• _Requirement_:
Each record that follows should be transcribed word for word.

..............................

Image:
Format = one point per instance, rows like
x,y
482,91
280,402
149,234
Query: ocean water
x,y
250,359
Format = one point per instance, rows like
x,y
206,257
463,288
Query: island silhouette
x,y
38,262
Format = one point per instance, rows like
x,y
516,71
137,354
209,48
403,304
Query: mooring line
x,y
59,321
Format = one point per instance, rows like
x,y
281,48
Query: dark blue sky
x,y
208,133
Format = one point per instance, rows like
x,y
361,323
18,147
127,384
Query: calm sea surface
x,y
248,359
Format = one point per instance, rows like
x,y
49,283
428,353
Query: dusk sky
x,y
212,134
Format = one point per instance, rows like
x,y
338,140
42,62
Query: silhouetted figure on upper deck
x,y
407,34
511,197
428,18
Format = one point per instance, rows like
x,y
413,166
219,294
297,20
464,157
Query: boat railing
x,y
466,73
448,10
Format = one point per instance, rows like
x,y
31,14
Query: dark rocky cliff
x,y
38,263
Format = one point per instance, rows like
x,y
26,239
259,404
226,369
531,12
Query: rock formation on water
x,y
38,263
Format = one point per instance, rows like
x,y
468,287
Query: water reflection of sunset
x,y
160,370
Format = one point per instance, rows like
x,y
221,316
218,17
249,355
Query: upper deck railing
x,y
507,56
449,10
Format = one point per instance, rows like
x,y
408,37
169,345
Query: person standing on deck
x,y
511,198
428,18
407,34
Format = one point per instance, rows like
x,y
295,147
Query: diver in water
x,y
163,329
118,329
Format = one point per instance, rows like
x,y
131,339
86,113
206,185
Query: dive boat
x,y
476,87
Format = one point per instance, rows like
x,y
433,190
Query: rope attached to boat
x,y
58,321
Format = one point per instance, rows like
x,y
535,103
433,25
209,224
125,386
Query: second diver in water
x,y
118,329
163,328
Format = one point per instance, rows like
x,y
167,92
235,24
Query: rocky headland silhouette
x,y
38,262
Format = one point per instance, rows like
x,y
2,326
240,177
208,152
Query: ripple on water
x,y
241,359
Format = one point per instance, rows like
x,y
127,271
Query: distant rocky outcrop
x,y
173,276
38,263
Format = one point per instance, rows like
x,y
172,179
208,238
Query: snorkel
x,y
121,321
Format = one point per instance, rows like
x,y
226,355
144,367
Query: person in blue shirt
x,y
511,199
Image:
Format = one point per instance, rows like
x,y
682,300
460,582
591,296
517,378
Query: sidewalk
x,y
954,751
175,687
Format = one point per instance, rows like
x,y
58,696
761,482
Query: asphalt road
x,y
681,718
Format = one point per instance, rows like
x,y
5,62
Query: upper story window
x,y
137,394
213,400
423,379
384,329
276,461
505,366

..............................

• _Your response_:
Image:
Format = one point per instance, rows like
x,y
482,91
280,402
149,234
Query: ocean water
x,y
250,359
Format = one point per instance, rows like
x,y
206,257
463,288
Query: island silhouette
x,y
38,262
Format = one point per instance, rows like
x,y
516,71
137,354
209,48
403,304
Query: mooring line
x,y
59,321
Format = one point per instance, rows like
x,y
281,48
Query: dark blue sky
x,y
208,133
Format = one point per instance, rows like
x,y
361,323
18,147
127,384
Query: calm sea surface
x,y
248,359
Format = one point per instance, rows like
x,y
49,283
428,353
Query: dusk sky
x,y
212,134
Format = one point per instance, rows like
x,y
338,140
42,62
Query: silhouetted figure on upper deck
x,y
407,34
511,197
428,18
Format = one point per instance, rows like
x,y
413,166
219,294
297,20
464,157
Query: boat railing
x,y
466,73
448,10
Format = one point per instance, rows like
x,y
31,14
Query: dark rocky cliff
x,y
38,263
Format = one point per instance, rows like
x,y
26,239
259,404
226,369
531,12
Query: rock formation on water
x,y
38,263
Format = one point per instance, rows like
x,y
468,287
Query: water reflection of sunset
x,y
160,370
Format = one point per instance, rows like
x,y
221,316
218,17
249,355
Query: upper deck railing
x,y
507,56
449,10
Format = one point per instance, rows like
x,y
408,37
169,345
Query: person standing on deck
x,y
511,198
428,18
407,34
Format = one point per instance, rows like
x,y
295,147
Query: diver in water
x,y
163,329
118,329
Format = one point per instance, rows like
x,y
131,339
86,113
206,185
Query: dive boat
x,y
476,87
Format = one point per instance, rows like
x,y
433,190
Query: rope attached to boat
x,y
58,321
Format = one point per instance, rows like
x,y
535,103
433,25
209,224
125,386
Query: second diver in water
x,y
118,329
163,328
Format = one point per instance, rows like
x,y
167,92
235,24
Query: rocky headland silhouette
x,y
38,262
Format = one point per instance, rows like
x,y
2,326
240,177
208,152
Query: ripple on water
x,y
241,359
Format = one point per instance, rows like
x,y
127,271
Query: distant rocky outcrop
x,y
173,276
38,263
Format = one point per instance, rows like
x,y
172,179
208,238
Query: snorkel
x,y
121,321
Format = one point per instance, rows like
x,y
226,355
144,367
Query: person in blue shirt
x,y
511,199
Image:
Format = one point per instance, rows like
x,y
682,300
460,582
591,296
517,378
Query: sidewalk
x,y
954,751
175,687
Format = one point per instance, rows like
x,y
58,696
761,482
Query: asphalt road
x,y
681,718
Format = one point per instance, rows like
x,y
5,62
Query: upper story window
x,y
137,394
213,400
423,379
384,329
276,461
505,366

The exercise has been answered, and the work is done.